-- STATED GOAL --
Return every line of the records below word for word, without changing anything.

-- SOURCE DATA --
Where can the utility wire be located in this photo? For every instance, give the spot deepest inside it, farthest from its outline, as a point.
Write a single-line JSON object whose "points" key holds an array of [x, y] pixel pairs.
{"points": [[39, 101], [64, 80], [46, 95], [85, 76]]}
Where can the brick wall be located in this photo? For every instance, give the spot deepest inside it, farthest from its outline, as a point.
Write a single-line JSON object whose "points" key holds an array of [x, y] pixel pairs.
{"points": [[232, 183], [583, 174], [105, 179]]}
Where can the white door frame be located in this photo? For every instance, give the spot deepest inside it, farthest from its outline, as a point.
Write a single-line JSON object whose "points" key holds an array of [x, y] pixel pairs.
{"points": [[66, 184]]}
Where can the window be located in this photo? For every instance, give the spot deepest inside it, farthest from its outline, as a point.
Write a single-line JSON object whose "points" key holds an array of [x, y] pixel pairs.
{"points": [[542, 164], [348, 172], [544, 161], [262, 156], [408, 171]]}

-- RESULT --
Where can the utility wire be located in this photo? For every instance, give the spot deepest inside it, farthest from its outline, as a point.
Write a single-line JSON object whose "points" key holds an array of [x, y] pixel pairs.
{"points": [[39, 101], [64, 80], [46, 95], [85, 76]]}
Where can the brick wall be located in this photo? For every instance, give the spot deepest inside it, farthest from its outline, as a point.
Write a single-line JSON object whose "points" key holds an array of [x, y] pixel pairs.
{"points": [[232, 183], [583, 174], [105, 179]]}
Where can the white door frame be located in this photo? For every instance, give the spot deepest inside it, farthest from its outline, as a point.
Write a single-line JSON object whose "points" key holds an array of [x, y] pixel pairs.
{"points": [[66, 184]]}
Where can the window be located in this photo? For every instance, give the spot deepest inside it, farthest from its outline, as a point.
Write a single-line JSON object whose "points" key holds an array of [x, y] pixel pairs.
{"points": [[542, 164], [348, 172], [544, 161], [262, 156], [408, 171]]}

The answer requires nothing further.